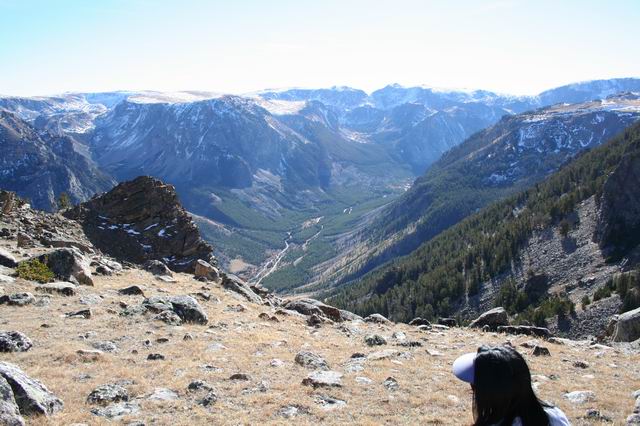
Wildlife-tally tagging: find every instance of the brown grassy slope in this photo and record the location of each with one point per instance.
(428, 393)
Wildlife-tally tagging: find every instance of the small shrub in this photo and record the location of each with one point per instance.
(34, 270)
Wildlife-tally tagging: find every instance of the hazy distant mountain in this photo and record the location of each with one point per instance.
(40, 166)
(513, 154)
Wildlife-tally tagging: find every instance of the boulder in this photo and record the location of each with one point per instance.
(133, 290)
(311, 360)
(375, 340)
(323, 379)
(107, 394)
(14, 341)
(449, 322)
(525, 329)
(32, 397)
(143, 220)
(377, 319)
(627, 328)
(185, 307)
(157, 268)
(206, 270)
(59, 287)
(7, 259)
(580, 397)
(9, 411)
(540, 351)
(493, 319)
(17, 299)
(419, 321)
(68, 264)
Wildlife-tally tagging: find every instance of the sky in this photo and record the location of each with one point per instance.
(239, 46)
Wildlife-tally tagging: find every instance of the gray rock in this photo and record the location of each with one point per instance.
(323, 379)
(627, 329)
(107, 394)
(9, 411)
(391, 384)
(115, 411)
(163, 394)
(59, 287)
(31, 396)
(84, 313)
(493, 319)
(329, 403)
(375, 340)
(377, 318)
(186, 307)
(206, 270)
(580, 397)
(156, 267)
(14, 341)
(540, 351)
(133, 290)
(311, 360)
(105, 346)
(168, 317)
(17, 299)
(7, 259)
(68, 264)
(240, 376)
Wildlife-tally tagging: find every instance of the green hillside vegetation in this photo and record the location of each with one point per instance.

* * *

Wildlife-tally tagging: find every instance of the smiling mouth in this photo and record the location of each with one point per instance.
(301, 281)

> _Problem_
Please output the lines of the listing above that fall in the stretch from the one with "Wildlife-tally tagging: find every instance of the boulder" through the one with "Wildlife-tally tagging: find every instance of the green", exactly and only those.

> _Response to this task_
Wildlife-tally tagging: find every instance of the boulder in this photo and record the location of each with one point per instance.
(133, 290)
(311, 360)
(375, 340)
(323, 379)
(107, 394)
(14, 341)
(449, 322)
(525, 329)
(32, 397)
(143, 220)
(377, 319)
(627, 328)
(185, 307)
(157, 268)
(206, 270)
(59, 287)
(7, 259)
(580, 397)
(9, 411)
(540, 351)
(493, 319)
(17, 299)
(419, 321)
(68, 264)
Wildlife-tally tagging: find every instance of the sky in this photo and record the location of each with one point per instance.
(239, 46)
Wildlife-tally tagging: find every instance of the gray rock in this photo and record the location of each with one point per instance.
(323, 379)
(627, 329)
(107, 394)
(9, 411)
(391, 384)
(115, 411)
(163, 394)
(59, 287)
(31, 396)
(84, 313)
(493, 319)
(329, 403)
(375, 340)
(377, 318)
(186, 307)
(206, 270)
(580, 397)
(156, 267)
(14, 341)
(540, 351)
(133, 290)
(311, 360)
(105, 346)
(168, 317)
(17, 299)
(7, 259)
(68, 264)
(240, 376)
Wildlife-tally tagging: find every instance of the green hillside vegetation in this photo and record the location of each with one point per instance.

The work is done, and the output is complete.